# [WHAT TO WORK ON]
(a) Decide whether each statement agrees with the dog-walking sub-contracting thread below: (i) Blitz advises invoicing the company you are sub-contracting to; (ii) ShawsPaws reports that about five companies have asked for sub-contracting work; (iii) BoredomBusters says the sub-contractors who covered work took payment directly from the client. Answer yes or no for each, quoting the words of the thread that settle it.
(b) Render this sentence from the dog-walking sub-contracting thread below in Spanish: "You would need to agree a rate before starting."
(c) Take the dog-walking sub-contracting thread below further, picking up right after its final sentence.
───── DOCUMENT ─────
# how to be a sub-contraactor for someone



## ShawsPaws (Oct 27, 2014)

I have my own business starting in Dog walking and Pet sitting.
i need help as to how to be a cub-contractor for someone.

I have about 10 companies asking me to be a sub contractor, I dont understand how this work ie payment wise?

Do i invoice the person giving me the work a certain percentage?
do i take payment from client (dog owner) keep my rate or a percentage and rest to the person who gave me the work?
do i take payment from the client (dog owner)?
do i charge the dog owner my rate on top of what they've paid the person giving me the work and say their fee was admin to find a dog walker?


----------



## Blitz (Feb 12, 2009)

I would imagine it would be the same in the dog business as any other and you would invoice the company that you are sub contracting to. You would need to agree a rate before starting. If you are wanting £10 an hour then they will need to charge the customer their commission on top. On the other hand if it suits you to do it this way you will just have to accept whatever they offer you.
You will need some of your own clients as well as I think if you are only working for one person it is a bit dodgy as to whether you are actually self employed.


----------



## BoredomBusters (Dec 8, 2011)

ShawsPaws said:


> I have my own business starting in Dog walking and Pet sitting.
> i need help as to how to be a cub-contractor for someone.
> 
> I have about 10 companies asking me to be a sub contractor, I dont understand how this work ie payment wise?
> ...


All your questions need to be agreed between the two parties - ie you and the person asking you to take on their work.

When I've had sub-contractors cover work at busy times for instance just walked a dog for me for a couple of weeks when I've had staff off they have billed me for their time because I collect the money from the client and it's only temporary so not worth changing that arrangemen. I usually offer the dog walker a certain amount, based on what I am charging my client.
───── ENTRIES ─────
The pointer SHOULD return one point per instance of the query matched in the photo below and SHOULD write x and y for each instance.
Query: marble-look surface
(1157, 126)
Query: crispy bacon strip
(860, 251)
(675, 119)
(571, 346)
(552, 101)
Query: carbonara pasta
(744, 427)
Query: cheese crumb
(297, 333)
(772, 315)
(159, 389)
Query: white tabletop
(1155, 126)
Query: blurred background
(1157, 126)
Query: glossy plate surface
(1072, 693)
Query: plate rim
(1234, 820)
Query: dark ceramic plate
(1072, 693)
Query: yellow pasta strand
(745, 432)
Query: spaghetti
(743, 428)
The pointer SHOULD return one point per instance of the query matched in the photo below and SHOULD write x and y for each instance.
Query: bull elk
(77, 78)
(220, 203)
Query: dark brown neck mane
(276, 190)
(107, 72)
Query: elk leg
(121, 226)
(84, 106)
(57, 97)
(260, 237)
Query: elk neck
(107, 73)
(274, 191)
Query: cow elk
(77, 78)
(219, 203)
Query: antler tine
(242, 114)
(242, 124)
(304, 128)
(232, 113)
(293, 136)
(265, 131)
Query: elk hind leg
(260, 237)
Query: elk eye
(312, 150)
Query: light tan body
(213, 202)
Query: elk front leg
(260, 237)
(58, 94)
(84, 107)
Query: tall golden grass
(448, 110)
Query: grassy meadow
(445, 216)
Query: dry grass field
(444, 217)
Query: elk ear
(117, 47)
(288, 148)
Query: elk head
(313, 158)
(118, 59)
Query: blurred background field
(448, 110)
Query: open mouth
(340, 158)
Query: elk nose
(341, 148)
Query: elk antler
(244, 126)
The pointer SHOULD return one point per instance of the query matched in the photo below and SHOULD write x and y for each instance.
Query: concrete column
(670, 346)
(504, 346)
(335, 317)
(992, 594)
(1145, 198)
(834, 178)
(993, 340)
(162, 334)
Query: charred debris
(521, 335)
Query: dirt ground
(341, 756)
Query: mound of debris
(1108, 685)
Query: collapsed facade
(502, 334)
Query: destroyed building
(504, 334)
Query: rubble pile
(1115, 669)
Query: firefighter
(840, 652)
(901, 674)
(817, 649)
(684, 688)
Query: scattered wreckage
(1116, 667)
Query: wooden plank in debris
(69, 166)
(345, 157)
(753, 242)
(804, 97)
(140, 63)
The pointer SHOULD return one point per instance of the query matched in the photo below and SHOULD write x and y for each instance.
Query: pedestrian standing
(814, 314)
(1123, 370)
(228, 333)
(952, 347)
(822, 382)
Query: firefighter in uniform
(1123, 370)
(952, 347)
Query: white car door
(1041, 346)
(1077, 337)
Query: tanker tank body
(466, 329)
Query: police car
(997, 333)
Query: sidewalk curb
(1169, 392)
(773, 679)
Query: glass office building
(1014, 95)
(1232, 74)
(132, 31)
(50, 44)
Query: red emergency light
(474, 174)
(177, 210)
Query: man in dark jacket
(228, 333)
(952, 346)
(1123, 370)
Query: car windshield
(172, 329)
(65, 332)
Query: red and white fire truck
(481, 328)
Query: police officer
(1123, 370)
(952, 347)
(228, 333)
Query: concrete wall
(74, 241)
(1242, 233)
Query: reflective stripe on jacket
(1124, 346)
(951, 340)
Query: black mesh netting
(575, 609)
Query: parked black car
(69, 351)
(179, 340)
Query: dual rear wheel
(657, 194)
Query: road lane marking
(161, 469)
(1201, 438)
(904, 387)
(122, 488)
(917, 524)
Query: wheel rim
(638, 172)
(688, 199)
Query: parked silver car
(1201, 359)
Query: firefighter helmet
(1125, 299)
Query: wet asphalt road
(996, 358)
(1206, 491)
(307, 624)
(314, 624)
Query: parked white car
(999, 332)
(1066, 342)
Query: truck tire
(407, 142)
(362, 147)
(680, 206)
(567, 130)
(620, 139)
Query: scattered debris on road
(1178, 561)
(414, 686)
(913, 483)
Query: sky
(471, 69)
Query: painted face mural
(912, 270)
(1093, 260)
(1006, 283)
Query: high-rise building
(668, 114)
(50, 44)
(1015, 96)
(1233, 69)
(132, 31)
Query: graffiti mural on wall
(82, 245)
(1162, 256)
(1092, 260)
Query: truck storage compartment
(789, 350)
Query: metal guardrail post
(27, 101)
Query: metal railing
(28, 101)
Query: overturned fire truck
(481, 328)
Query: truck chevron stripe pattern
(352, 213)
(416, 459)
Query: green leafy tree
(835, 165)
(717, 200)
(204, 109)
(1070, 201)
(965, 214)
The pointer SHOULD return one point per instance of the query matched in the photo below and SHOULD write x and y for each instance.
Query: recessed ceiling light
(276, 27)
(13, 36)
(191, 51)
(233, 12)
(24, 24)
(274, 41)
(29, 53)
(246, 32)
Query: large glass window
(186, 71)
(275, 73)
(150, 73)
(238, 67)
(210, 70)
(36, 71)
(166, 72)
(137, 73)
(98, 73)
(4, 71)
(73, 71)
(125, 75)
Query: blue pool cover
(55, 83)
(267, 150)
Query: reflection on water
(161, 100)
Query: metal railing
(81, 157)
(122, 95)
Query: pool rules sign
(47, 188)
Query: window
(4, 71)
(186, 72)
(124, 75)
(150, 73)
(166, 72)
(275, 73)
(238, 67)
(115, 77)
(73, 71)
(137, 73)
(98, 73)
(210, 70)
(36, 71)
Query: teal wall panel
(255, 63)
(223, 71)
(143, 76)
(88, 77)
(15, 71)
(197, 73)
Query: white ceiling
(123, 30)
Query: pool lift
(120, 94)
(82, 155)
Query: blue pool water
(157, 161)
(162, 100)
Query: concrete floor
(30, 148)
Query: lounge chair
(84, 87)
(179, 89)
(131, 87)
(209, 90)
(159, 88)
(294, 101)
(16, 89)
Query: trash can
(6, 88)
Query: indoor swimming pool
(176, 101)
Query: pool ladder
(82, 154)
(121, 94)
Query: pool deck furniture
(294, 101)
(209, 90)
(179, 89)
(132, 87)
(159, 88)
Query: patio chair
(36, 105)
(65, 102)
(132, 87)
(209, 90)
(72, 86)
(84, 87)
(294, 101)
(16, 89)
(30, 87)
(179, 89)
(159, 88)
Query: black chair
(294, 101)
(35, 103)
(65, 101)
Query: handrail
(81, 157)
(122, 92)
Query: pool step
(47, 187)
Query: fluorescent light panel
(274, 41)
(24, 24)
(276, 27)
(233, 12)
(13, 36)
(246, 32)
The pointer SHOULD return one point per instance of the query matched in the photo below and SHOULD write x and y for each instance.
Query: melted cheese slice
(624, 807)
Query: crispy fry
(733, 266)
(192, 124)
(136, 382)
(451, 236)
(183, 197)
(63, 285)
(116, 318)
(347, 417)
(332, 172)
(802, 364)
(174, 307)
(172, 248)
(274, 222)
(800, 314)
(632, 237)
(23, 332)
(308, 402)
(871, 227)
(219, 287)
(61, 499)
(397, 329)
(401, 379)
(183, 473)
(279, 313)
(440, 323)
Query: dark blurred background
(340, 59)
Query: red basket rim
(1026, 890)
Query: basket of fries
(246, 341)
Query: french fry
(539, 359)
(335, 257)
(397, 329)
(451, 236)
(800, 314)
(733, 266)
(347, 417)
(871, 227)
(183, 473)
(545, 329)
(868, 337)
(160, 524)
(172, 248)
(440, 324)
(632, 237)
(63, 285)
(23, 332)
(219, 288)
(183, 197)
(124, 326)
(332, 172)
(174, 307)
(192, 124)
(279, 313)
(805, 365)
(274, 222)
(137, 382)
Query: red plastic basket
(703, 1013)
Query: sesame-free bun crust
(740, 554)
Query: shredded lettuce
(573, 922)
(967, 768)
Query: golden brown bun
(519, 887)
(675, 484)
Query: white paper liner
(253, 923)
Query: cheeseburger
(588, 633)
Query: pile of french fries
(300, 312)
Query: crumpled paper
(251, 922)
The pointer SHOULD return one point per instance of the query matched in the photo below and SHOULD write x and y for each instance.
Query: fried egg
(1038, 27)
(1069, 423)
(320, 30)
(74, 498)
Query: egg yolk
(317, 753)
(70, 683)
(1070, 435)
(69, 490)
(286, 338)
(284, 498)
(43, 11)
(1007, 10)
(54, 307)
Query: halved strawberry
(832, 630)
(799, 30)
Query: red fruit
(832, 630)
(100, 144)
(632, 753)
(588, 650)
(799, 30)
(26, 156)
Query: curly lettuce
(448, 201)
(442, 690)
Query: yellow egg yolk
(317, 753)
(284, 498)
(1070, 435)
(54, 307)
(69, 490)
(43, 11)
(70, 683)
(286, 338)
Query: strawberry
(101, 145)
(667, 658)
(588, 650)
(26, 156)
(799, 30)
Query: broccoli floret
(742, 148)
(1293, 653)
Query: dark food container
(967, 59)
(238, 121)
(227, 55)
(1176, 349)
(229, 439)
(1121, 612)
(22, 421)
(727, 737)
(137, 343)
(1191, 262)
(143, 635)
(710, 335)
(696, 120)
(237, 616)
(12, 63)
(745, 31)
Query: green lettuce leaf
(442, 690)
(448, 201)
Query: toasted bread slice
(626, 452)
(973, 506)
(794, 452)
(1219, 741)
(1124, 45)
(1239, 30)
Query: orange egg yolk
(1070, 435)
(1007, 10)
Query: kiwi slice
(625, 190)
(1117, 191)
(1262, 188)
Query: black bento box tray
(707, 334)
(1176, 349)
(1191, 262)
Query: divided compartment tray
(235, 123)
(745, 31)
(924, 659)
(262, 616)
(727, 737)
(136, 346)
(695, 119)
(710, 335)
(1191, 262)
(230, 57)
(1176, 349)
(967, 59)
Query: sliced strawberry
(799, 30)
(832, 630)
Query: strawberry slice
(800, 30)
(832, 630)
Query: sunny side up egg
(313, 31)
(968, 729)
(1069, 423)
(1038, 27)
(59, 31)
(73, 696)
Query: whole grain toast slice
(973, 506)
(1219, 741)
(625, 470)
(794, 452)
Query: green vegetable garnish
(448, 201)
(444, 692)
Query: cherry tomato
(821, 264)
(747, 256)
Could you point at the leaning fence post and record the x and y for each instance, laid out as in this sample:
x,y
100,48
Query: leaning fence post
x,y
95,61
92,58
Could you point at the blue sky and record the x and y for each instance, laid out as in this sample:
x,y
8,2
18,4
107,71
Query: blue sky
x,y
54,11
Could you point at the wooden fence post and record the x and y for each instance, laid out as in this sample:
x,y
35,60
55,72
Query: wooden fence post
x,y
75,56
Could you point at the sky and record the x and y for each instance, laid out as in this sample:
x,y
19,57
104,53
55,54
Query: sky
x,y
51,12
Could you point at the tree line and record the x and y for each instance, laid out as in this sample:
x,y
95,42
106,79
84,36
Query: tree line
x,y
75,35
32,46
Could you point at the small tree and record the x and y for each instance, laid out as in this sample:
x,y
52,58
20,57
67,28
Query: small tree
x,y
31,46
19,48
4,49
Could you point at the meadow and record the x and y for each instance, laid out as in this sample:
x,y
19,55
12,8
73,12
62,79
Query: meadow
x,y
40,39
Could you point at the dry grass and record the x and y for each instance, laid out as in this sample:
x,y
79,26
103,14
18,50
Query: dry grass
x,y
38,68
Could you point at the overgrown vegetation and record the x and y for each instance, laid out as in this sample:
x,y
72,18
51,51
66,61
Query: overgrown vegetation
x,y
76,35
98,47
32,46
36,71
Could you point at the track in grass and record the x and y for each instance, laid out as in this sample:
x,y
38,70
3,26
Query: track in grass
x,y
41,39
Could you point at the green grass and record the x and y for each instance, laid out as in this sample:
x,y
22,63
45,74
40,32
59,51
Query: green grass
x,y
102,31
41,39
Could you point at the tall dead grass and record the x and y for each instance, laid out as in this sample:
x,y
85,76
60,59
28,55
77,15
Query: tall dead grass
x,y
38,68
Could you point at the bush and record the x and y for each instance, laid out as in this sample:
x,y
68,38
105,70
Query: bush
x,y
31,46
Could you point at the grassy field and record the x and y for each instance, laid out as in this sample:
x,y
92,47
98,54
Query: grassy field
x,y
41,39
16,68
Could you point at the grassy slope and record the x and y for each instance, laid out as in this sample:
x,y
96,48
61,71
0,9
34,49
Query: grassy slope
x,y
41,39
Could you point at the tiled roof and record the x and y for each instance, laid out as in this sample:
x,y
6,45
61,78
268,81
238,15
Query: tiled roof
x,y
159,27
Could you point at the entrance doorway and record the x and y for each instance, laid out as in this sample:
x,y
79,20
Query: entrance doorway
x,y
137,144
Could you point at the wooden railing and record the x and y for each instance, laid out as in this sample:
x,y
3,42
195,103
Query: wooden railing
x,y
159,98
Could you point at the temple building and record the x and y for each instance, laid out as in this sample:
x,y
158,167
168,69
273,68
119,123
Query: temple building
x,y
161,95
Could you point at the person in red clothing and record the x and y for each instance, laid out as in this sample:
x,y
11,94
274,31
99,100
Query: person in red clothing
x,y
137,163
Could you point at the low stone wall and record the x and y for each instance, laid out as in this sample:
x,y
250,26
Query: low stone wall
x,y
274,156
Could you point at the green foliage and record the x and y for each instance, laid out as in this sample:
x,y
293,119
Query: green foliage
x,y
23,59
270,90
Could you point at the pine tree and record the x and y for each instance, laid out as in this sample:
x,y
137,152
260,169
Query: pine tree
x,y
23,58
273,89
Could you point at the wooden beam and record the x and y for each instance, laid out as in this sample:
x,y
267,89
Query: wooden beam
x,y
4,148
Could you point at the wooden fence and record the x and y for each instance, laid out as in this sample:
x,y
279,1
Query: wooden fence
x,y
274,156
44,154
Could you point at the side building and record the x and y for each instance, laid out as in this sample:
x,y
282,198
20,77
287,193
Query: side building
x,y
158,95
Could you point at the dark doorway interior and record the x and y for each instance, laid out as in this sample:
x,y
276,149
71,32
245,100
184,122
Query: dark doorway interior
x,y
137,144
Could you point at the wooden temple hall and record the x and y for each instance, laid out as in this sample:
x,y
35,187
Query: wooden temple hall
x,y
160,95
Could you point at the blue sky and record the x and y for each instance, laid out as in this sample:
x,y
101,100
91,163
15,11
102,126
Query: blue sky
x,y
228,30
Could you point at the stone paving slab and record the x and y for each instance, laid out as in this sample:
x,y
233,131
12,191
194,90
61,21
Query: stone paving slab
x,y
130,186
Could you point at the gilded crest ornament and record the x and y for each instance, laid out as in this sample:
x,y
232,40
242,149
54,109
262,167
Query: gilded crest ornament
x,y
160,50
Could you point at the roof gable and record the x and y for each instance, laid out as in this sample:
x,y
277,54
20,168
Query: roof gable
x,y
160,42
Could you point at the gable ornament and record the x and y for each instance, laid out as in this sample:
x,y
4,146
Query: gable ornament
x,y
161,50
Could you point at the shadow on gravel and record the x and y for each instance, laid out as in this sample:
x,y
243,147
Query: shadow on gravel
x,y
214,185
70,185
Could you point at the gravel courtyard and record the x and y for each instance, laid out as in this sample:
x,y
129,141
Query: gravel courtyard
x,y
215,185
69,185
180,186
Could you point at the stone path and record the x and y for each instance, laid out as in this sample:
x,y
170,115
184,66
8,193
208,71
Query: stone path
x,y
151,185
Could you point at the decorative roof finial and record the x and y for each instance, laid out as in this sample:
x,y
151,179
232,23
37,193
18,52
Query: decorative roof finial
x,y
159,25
─────
# [FINAL RESULTS]
(a)
(i) Yes: "you would invoice the company that you are sub contracting to"
(ii) No: "I have about 10 companies asking me to be a sub contractor"
(iii) No: "they have billed me for their time because I collect the money from the client"

(b) Tendrías que acordar una tarifa antes de empezar.

(c)
For sub-contractors who have covered home boarding I bill the customer for the commission/booking fee due to me (which you describe as admin), then the sub-contractor bills the customers for the rest of the money for them. I set the rates as the customer is coming through my company.

I have been offered sub-contracted home boarding by another company, but they paid their home boarders less than I charge my clients (despite charging their clients more than I charge mine) so I turned it down. As I've got enough work of my own I didn't need to do their work for them at a cheaper rate, and that's something you need to think about.

If I had too much dog walking work and wanted to sub-contract it out long term, I would expect the dog walker to collect the money from the client then I'd bill the dog walker for the commission - but I can't see that working for too long because eventually the dog walker and client would agree a lower price for the dog walk so they both get the benefit and cut me out!

Can you get your own work, or do you need the work these people are offering you? If you decide to go ahead, make sure you get a contract with everything laid out clearly, and keep good records. Ensure that you aren't being used as an employee.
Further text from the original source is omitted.